- TEXT PROVIDED:

======

Re: using index to speedup add not null constraints to a table

2025-02-05 Thread jian he
hi

rebased new patch attached.
I also did some cosmetic changes. comments refined.
make sure using index_scan mechanism to fast check column not-null can
only be used via btree index.
isolation tests are simplified.
From be8fea79986339cadff21dbe9c4415b330a296a3 Mon Sep 17 00:00:00 2001
From: jian he 
Date: Wed, 5 Feb 2025 16:05:10 +0800
Subject: [PATCH v3 1/1] using index to speedup add not null constraint to
 existing table

This patch tries to use index_beginscan() / index_getnext() / index_endscan()
mentioned in [1] to speedup adding not-null constraints to the existing table.

There are two ways to add not-null constraints to an existing table.
1. ATExecAddConstraint->ATAddCheckNNConstraint->AddRelationNewConstraints
2. ATExecSetNotNull->AddRelationNewConstraints

The logic is:
1. In AddRelationNewConstraints, if condition meet (see get_index_for_validate_notnull)
   then attempt to use indexscan to pre check whether the column is NOT NULL.
2. AddRelationNewConstraints returned a list of CookedConstraint nodes.
   pass not-null cooked constraint to tab->constraints (a list of NewConstraint).
   code snippet:
if (!ccon->skip_validation)
{
newcon = (NewConstraint *) palloc0(sizeof(NewConstraint));
if (ccon->pre_validated)
newcon->nn_attnum = ccon->attnum;
tab->constraints = lappend(tab->constraints, newcon);
}
3. In ATRewriteTable, if all attnums associated with not-null constraint have
already been prevalidated, then no need to needscan.

CAUTION:
ALTER TABLE SET DATA TYPE and ALTER TABLE SET EXPRESSION trigger an index
rebuild (refer to RememberAllDependentForRebuilding).  While the former cannot
be applied to partitioned tables, the latter can.  If an index rebuild occurs,
then indexscan cannot be used to prevalidate whether a column contains null
values.  Consequently, pre-validating a NOT NULL constraint is currently not
supported for partitioned tables.

======

- DATA FOR THIS TASK:

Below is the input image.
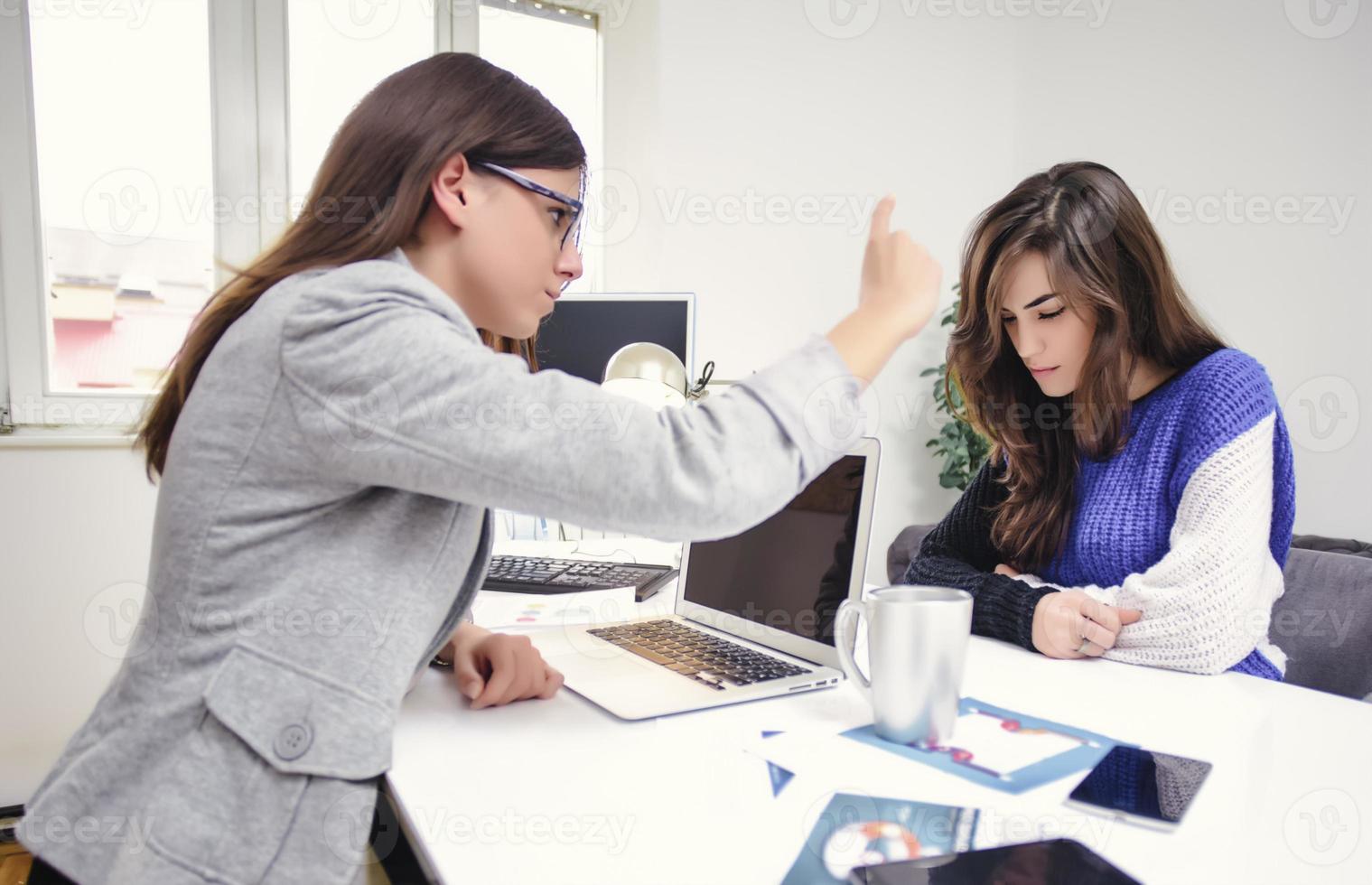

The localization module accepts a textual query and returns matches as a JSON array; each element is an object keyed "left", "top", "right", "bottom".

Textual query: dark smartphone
[
  {"left": 848, "top": 838, "right": 1139, "bottom": 885},
  {"left": 1068, "top": 747, "right": 1210, "bottom": 830}
]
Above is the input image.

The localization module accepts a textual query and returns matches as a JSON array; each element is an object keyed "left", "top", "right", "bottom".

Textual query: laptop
[{"left": 528, "top": 439, "right": 881, "bottom": 719}]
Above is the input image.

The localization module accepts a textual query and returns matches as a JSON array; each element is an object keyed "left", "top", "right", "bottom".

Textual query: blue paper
[{"left": 843, "top": 697, "right": 1116, "bottom": 793}]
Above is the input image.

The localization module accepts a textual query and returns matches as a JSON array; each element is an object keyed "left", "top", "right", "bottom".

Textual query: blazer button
[{"left": 272, "top": 723, "right": 314, "bottom": 761}]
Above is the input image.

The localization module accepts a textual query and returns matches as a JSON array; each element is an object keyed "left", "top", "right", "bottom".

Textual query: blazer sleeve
[{"left": 280, "top": 275, "right": 864, "bottom": 541}]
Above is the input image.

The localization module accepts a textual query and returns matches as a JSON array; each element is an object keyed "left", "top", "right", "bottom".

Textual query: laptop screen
[{"left": 682, "top": 454, "right": 869, "bottom": 645}]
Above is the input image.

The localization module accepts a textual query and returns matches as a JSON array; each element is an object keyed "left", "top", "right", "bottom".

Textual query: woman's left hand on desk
[{"left": 452, "top": 624, "right": 563, "bottom": 710}]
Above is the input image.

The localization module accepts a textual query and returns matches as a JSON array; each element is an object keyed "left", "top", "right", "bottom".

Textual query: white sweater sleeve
[{"left": 1021, "top": 412, "right": 1285, "bottom": 674}]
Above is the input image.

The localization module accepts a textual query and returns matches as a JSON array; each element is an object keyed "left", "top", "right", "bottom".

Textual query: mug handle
[{"left": 835, "top": 600, "right": 872, "bottom": 703}]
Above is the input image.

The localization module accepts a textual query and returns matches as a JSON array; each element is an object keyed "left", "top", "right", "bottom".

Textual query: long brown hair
[
  {"left": 135, "top": 52, "right": 575, "bottom": 479},
  {"left": 948, "top": 162, "right": 1224, "bottom": 571}
]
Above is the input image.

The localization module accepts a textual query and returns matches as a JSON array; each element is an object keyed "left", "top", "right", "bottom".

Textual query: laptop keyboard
[{"left": 586, "top": 620, "right": 811, "bottom": 692}]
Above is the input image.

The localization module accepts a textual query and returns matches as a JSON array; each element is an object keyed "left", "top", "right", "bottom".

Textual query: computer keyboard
[
  {"left": 481, "top": 555, "right": 677, "bottom": 602},
  {"left": 586, "top": 620, "right": 811, "bottom": 692}
]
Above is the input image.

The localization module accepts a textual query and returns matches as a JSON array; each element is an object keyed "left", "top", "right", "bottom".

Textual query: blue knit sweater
[{"left": 906, "top": 349, "right": 1295, "bottom": 679}]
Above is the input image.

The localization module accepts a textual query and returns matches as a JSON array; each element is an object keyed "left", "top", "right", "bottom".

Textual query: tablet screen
[
  {"left": 1070, "top": 747, "right": 1210, "bottom": 824},
  {"left": 849, "top": 838, "right": 1139, "bottom": 885}
]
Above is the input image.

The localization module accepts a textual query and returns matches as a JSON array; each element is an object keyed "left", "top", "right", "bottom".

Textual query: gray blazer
[{"left": 19, "top": 250, "right": 863, "bottom": 885}]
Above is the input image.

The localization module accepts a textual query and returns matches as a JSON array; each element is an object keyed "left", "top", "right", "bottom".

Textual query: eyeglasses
[{"left": 476, "top": 161, "right": 586, "bottom": 251}]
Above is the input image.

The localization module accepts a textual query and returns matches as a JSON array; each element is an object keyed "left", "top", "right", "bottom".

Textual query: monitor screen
[
  {"left": 534, "top": 295, "right": 695, "bottom": 384},
  {"left": 682, "top": 454, "right": 869, "bottom": 645}
]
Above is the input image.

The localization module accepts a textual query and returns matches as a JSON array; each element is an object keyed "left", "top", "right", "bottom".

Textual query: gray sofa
[{"left": 886, "top": 526, "right": 1372, "bottom": 700}]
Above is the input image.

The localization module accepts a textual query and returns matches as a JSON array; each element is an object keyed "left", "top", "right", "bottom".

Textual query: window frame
[{"left": 0, "top": 0, "right": 605, "bottom": 433}]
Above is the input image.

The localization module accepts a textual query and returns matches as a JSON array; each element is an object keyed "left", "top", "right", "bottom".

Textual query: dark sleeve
[
  {"left": 906, "top": 461, "right": 1057, "bottom": 652},
  {"left": 814, "top": 490, "right": 862, "bottom": 645}
]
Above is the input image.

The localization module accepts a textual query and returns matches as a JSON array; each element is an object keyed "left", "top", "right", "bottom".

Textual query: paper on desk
[
  {"left": 472, "top": 587, "right": 638, "bottom": 629},
  {"left": 745, "top": 698, "right": 1115, "bottom": 801}
]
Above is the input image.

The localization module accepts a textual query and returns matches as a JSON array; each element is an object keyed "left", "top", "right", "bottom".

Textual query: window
[
  {"left": 286, "top": 0, "right": 434, "bottom": 212},
  {"left": 0, "top": 0, "right": 601, "bottom": 433},
  {"left": 29, "top": 0, "right": 214, "bottom": 393}
]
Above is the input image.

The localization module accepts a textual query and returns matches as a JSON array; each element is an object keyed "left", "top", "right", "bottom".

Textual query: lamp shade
[{"left": 601, "top": 341, "right": 690, "bottom": 409}]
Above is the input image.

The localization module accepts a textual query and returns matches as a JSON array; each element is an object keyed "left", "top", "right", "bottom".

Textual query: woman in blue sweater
[{"left": 906, "top": 162, "right": 1295, "bottom": 679}]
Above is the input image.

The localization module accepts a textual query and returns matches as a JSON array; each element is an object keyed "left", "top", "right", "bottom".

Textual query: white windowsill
[{"left": 0, "top": 424, "right": 137, "bottom": 449}]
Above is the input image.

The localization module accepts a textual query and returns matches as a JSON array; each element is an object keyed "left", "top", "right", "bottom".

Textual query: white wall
[
  {"left": 0, "top": 442, "right": 156, "bottom": 806},
  {"left": 603, "top": 0, "right": 1372, "bottom": 582},
  {"left": 0, "top": 0, "right": 1372, "bottom": 804}
]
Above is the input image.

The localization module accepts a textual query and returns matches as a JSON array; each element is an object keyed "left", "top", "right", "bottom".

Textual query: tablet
[{"left": 848, "top": 838, "right": 1139, "bottom": 885}]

======

- TASK LIST:
1. In the patch message above, list each distinct function name that appears in the two numbered call chains following "There are two ways to add not-null constraints to an existing table."
2. Locate each line in the entries that contains the word "gray" and copy those lines.

- ANSWERS TO THE EXERCISE:
1.
- ATExecAddConstraint
- ATAddCheckNNConstraint
- AddRelationNewConstraints
- ATExecSetNotNull

2.
Textual query: gray blazer
Textual query: gray sofa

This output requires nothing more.